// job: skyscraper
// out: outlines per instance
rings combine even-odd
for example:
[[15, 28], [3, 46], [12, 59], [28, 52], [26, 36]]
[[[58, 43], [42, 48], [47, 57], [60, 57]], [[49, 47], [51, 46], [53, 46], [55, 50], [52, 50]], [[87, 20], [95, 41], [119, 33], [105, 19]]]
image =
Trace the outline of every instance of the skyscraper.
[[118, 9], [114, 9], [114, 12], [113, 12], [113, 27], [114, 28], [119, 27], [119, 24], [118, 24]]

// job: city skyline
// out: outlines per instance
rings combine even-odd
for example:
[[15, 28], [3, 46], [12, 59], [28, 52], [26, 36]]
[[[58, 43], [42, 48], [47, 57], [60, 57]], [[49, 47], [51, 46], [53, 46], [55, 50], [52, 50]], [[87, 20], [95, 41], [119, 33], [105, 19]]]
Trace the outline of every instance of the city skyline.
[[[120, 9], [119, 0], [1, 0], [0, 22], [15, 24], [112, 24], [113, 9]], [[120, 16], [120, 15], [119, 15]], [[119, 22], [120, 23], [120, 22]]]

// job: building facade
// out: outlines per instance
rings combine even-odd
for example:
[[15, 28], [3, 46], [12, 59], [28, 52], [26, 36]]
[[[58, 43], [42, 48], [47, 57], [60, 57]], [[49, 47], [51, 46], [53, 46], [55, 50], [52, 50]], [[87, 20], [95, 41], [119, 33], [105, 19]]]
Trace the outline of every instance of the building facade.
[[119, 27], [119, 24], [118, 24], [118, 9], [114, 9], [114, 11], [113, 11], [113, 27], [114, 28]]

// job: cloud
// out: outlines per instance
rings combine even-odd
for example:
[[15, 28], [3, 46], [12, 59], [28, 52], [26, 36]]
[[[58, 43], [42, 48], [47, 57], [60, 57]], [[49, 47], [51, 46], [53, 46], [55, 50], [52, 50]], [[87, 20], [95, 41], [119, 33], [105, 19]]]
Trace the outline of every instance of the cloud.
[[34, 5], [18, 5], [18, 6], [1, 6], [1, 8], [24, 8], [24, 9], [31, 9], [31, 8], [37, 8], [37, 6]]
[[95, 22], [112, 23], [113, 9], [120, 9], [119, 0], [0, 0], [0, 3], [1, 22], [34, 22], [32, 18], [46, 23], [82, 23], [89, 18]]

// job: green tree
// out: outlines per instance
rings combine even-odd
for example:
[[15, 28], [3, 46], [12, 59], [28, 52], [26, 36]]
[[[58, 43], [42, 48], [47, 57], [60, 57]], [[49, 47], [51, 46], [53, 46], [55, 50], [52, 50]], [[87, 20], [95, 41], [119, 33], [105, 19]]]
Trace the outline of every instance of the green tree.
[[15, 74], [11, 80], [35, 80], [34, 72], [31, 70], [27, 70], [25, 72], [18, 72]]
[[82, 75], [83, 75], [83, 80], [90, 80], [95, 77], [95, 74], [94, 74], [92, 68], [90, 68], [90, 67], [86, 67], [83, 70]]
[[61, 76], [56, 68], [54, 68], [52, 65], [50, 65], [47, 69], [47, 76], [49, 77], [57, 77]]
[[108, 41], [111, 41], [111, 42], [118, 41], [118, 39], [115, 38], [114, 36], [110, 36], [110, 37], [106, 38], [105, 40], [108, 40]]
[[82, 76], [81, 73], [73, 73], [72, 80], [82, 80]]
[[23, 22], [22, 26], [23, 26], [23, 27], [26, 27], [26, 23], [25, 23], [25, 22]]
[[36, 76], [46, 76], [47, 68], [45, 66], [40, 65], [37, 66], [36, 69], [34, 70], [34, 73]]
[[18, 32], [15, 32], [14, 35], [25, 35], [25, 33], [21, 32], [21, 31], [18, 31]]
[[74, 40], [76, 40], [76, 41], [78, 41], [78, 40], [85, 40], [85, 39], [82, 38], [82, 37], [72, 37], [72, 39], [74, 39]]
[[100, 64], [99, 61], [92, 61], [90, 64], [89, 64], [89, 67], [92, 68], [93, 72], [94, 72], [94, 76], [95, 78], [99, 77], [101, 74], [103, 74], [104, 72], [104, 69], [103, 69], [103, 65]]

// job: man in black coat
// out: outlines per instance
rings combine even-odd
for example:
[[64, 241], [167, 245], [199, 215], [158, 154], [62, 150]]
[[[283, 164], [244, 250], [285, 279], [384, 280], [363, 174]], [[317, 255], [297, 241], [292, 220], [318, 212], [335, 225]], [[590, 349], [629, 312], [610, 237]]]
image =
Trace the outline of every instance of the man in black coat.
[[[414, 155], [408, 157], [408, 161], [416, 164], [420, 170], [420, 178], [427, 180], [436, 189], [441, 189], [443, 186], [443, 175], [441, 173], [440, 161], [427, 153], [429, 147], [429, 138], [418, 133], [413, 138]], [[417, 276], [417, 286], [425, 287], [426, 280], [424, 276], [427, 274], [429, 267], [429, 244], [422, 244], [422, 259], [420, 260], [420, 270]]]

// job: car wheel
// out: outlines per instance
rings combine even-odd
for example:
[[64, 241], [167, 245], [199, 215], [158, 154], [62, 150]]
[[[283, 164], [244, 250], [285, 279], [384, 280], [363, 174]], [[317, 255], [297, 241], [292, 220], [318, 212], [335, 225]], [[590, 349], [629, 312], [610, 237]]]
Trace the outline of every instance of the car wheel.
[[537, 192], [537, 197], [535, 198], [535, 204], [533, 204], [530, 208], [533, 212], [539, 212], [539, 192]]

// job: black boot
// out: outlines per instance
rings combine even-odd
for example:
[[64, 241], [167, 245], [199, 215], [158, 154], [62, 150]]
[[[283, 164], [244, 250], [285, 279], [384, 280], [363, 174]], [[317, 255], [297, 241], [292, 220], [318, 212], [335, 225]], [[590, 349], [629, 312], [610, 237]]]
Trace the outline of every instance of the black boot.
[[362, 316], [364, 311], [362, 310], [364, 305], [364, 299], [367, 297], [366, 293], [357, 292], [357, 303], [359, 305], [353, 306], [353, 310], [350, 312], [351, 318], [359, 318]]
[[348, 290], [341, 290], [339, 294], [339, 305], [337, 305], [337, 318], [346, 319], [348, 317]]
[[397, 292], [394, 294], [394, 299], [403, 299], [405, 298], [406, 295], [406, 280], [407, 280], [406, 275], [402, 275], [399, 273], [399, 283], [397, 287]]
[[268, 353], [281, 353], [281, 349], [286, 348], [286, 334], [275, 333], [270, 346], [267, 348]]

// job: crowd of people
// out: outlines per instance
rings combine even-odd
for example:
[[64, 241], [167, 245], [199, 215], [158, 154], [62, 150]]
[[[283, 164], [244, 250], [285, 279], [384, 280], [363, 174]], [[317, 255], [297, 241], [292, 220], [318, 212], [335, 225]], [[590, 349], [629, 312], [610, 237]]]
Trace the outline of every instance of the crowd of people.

WORK TO DO: Print all of the material above again, unchanged and character for character.

WRITTEN ANSWER:
// job: skyscraper
// out: outlines per instance
rings combine even-odd
for example:
[[15, 28], [3, 46], [12, 59], [28, 52], [26, 36]]
[[[58, 43], [42, 48], [47, 57], [60, 57]], [[49, 47], [51, 46], [53, 46], [55, 50], [52, 50]], [[87, 20], [95, 41], [119, 33], [105, 19]]]
image =
Trace the outline of every instance of the skyscraper.
[[118, 9], [114, 9], [114, 12], [113, 12], [113, 27], [114, 28], [119, 27], [119, 24], [118, 24]]

// job: city skyline
// out: outlines per instance
rings combine even-odd
for example:
[[15, 28], [3, 46], [12, 59], [28, 52], [26, 36]]
[[[58, 43], [42, 48], [47, 57], [60, 57]], [[49, 47], [51, 46], [53, 46], [55, 50], [52, 50]], [[87, 20], [95, 41], [119, 33], [105, 19]]]
Trace the outline of every instance of the city skyline.
[[[120, 9], [119, 0], [1, 0], [0, 22], [15, 24], [112, 24], [113, 9]], [[120, 16], [120, 15], [119, 15]], [[119, 22], [120, 23], [120, 22]]]

// job: building facade
// out: outlines per instance
rings combine even-odd
for example:
[[15, 28], [3, 46], [12, 59], [28, 52], [26, 36]]
[[[58, 43], [42, 48], [47, 57], [60, 57]], [[49, 47], [51, 46], [53, 46], [55, 50], [52, 50]], [[87, 20], [95, 41], [119, 33], [105, 19]]]
Trace the outline of every instance of the building facade.
[[119, 27], [119, 24], [118, 24], [118, 9], [114, 9], [114, 11], [113, 11], [113, 27], [114, 28]]

// job: cloud
// out: outlines per instance
rings combine even-odd
for example:
[[15, 28], [3, 46], [12, 59], [28, 52], [26, 36]]
[[[58, 43], [42, 48], [47, 57], [60, 57]], [[49, 47], [51, 46], [53, 46], [55, 50], [52, 50]], [[87, 20], [95, 41], [119, 33], [105, 19]]]
Trace the outline of every instance of the cloud.
[[34, 5], [18, 5], [18, 6], [1, 6], [1, 8], [24, 8], [24, 9], [31, 9], [31, 8], [37, 8], [37, 6]]
[[95, 22], [112, 23], [113, 9], [120, 9], [119, 0], [0, 0], [0, 3], [1, 22], [34, 22], [32, 18], [46, 23], [82, 23], [89, 18]]

// job: green tree
// out: outlines per instance
rings combine even-odd
for example:
[[15, 28], [3, 46], [12, 59], [28, 52], [26, 36]]
[[[58, 43], [42, 48], [47, 57], [60, 57]], [[49, 47], [51, 46], [53, 46], [55, 50], [52, 50]], [[87, 20], [95, 41], [119, 33], [105, 19]]]
Trace the outline of every instance of the green tree.
[[15, 74], [11, 80], [35, 80], [34, 72], [31, 70], [27, 70], [25, 72], [18, 72]]
[[82, 75], [83, 75], [83, 80], [90, 80], [95, 77], [95, 74], [94, 74], [92, 68], [90, 68], [90, 67], [86, 67], [83, 70]]
[[61, 76], [56, 68], [54, 68], [52, 65], [50, 65], [47, 69], [47, 76], [49, 77], [57, 77]]
[[108, 41], [111, 41], [111, 42], [118, 41], [118, 39], [115, 38], [114, 36], [110, 36], [110, 37], [106, 38], [105, 40], [108, 40]]
[[82, 76], [81, 73], [73, 73], [72, 80], [82, 80]]
[[23, 22], [22, 26], [23, 26], [23, 27], [26, 27], [26, 23], [25, 23], [25, 22]]
[[36, 76], [46, 76], [47, 68], [45, 66], [40, 65], [37, 66], [36, 69], [34, 70], [34, 73]]
[[18, 32], [15, 32], [14, 35], [25, 35], [25, 33], [21, 32], [21, 31], [18, 31]]
[[74, 40], [76, 40], [76, 41], [78, 41], [78, 40], [85, 40], [85, 39], [82, 38], [82, 37], [72, 37], [72, 39], [74, 39]]
[[100, 64], [99, 61], [92, 61], [90, 64], [89, 64], [89, 67], [92, 68], [93, 72], [94, 72], [94, 76], [95, 78], [99, 77], [101, 74], [103, 74], [104, 72], [104, 69], [103, 69], [103, 65]]

// job: man in black coat
// out: outlines per instance
rings combine even-odd
for example:
[[64, 241], [167, 245], [199, 215], [158, 154], [62, 150]]
[[[283, 164], [244, 250], [285, 279], [384, 280], [363, 174]], [[317, 255], [297, 241], [292, 220], [318, 212], [335, 225]], [[590, 349], [629, 312], [610, 237]]]
image =
Trace the outline of every instance of the man in black coat.
[[[414, 155], [408, 157], [408, 161], [416, 164], [420, 170], [420, 178], [427, 180], [436, 189], [441, 189], [443, 186], [443, 175], [441, 173], [440, 161], [427, 153], [429, 147], [429, 138], [418, 133], [413, 138]], [[417, 276], [417, 286], [425, 287], [426, 280], [424, 276], [427, 274], [429, 267], [429, 244], [422, 244], [422, 259], [420, 260], [420, 270]]]

// job: car wheel
// out: outlines per instance
rings combine even-odd
for example:
[[64, 241], [167, 245], [199, 215], [158, 154], [62, 150]]
[[[283, 164], [244, 250], [285, 279], [384, 280], [363, 174]], [[317, 255], [297, 241], [292, 220], [318, 212], [335, 225]], [[590, 349], [629, 312], [610, 237]]]
Trace the outline of every instance of the car wheel.
[[537, 192], [537, 197], [535, 198], [535, 204], [533, 204], [530, 208], [533, 212], [539, 212], [539, 192]]

// job: black boot
// out: outlines per instance
rings combine even-odd
for example:
[[64, 241], [167, 245], [199, 215], [158, 154], [62, 150]]
[[[283, 164], [244, 250], [285, 279], [384, 280], [363, 174]], [[317, 255], [297, 241], [292, 220], [318, 212], [335, 225]], [[590, 349], [629, 312], [610, 237]]]
Trace the outline of every instance of the black boot.
[[362, 316], [364, 311], [362, 310], [364, 305], [364, 299], [367, 297], [366, 293], [357, 292], [357, 303], [359, 305], [353, 306], [353, 310], [350, 312], [351, 318], [359, 318]]
[[348, 290], [341, 290], [339, 294], [339, 305], [337, 305], [337, 318], [346, 319], [348, 317]]
[[397, 292], [394, 294], [394, 299], [403, 299], [405, 298], [406, 295], [406, 280], [407, 280], [406, 275], [402, 275], [399, 273], [399, 283], [397, 287]]
[[268, 353], [281, 353], [281, 349], [286, 348], [286, 334], [275, 333], [270, 346], [267, 348]]

// job: crowd of people
// out: outlines per instance
rings combine even-odd
for example:
[[64, 241], [167, 245], [199, 215], [158, 154], [62, 150]]
[[[283, 164], [244, 250], [285, 279], [384, 280], [363, 174]], [[317, 255], [297, 241], [292, 220], [318, 212], [335, 225]], [[590, 349], [629, 312], [610, 237]]]
Trace the outline of every instance of the crowd of people.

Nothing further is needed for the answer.